## Document segment
****************************************
The book you are looking at now also was designed by COMA. This volume resulted from a social process that transpired among curators, writers, designers, editors, manufacturers, and booksellers—a process that now includes you, a potential reader. Perhaps you bought or borrowed a copy of the book, or you have picked it up in a store, or maybe you are viewing a digital version on the pages of Amazon.com or another on-line seller.
Across the room from me, my eleven-year-old son Jay and his friend Tony are playing Will Wright’s game The Sims, which models the workings of an ordinary household. As players decide how people in their artificial family unit will spend their time and money, the software spins out a life, generated automatically according to simple rules that yield unpredictable results. Some households hum with joy and prosperity, adding rooms and attracting friends; others go bankrupt or catch on fire.
Jay and Tony have built a pair of unemployed Sims who have purchased a huge television set for every space in the house, even the bathroom. These characters are headed for disaster. The boys squeal with delight when a social service worker arrives to take their baby Sim into custody. “We neglected it!” they exclaim happily as the infant is carried off. The TVs remain, but not for long. [Sims screen capture: Too Many TVs]
These two artifacts—a sophisticated art book and a hugely popular video game—mark different positions along the spectrum of design practice today. One is a low-tech, high-minded publication aimed at design-world insiders; the other is a high-tech, mass-market product that belongs to one of the world’s most successful series of electronic games. Both items exist without conflict in my own house, sharing space with thousands of other books and dozens of digital games. Drawing together these two works of design is a common interest in observing social systems, from how goods are produced to what patterns govern human behavior.
Design has always been a social activity, arising in response to a problem, opportunity, or circumstance in the world. Whereas we might think of an artist as a loner confronting a self-defined challenge, designers rarely work in solitude. The sociability of design is, indeed, what attracts many creative people to this diverse field of practice. To make their projects happen, designers collaborate with clients, fabricators, suppliers, retailers, editors, illustrators, art directors, ad agencies, schools, community boards, end users, and more. The Clear Rx project, by Debra Adler and Target Corp., began with a single design student’s observation that standard pharmaceutical packaging was failing people in her own life. Her project grew to include the efforts of other graphic and industrial designers as well as a major corporation with the power to bring her idea to market.
Over the past decade, design has connected with the living fabric of human use in new, once unimaginable ways. Designers are creating not only finished images and objects, but also tools that people put to work, spaces that people bring to life, and forums that buzz with the exchange of ideas. Designers no longer view the public only as a “consumer” to be persuaded or as a “user” to be studied and analyzed, but also as a community of intelligent individuals equipped to engage objects and information through customization, reverse engineering, do-it-yourself production, and two-way feedback. “Push media”—which thrusts itself unbidden in the face of viewers—must compete with user-driven “pull media,” a fact that is changing the face of advertising. Design has helped build new publics, drawing individuals together around a common interest or a shared piece of software. This essay explores the social life of contemporary design, pointing to broader cultural movements that are shaping—and shaped by—design practice.
****************************************
## Dataset content

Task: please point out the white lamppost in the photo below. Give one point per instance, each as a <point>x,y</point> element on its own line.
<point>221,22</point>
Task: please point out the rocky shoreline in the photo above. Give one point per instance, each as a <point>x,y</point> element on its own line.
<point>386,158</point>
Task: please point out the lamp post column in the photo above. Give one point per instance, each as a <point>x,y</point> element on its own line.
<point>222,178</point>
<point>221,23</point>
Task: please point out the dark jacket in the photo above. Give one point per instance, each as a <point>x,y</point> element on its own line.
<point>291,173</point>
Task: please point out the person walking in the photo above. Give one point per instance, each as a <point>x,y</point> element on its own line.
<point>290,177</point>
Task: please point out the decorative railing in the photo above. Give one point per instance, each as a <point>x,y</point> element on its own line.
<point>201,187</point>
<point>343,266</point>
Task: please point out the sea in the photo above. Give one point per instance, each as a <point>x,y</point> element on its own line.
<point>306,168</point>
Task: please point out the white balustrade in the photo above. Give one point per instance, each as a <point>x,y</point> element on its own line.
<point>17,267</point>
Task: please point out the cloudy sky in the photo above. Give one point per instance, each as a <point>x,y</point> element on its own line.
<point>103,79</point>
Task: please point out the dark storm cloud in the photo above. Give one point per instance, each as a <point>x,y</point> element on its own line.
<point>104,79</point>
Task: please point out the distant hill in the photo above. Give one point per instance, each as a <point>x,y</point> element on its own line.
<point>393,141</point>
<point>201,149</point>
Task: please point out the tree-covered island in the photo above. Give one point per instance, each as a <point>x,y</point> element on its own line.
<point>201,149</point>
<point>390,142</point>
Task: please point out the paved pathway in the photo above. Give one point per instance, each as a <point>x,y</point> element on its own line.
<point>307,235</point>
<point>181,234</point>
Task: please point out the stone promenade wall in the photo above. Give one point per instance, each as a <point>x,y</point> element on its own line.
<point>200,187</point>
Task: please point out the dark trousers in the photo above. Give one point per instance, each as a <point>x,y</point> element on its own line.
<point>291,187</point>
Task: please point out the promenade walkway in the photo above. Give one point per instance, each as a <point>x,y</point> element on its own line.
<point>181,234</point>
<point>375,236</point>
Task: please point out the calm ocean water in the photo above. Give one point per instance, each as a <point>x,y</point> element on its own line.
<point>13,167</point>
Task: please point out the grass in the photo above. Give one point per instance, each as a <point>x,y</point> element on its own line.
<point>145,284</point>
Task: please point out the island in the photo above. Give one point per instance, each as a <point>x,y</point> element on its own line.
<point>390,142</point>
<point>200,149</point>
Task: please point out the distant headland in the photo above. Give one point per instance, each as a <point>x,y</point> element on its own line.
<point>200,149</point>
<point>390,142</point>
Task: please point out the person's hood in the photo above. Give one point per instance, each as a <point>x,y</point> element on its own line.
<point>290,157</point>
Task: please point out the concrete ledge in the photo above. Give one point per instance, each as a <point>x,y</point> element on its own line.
****************************************
## What you need to do
Answer these about the design essay:
(a) What did the unemployed Sims built by Jay and Tony buy for every space in their house?
(b) Which two parties does the essay credit with the Clear Rx project?
(c) What kind of media does the essay say "push media" must now compete with?

## Output for this task
(a) A huge television set, even for the bathroom.
(b) Debra Adler and Target Corp.
(c) User-driven "pull media."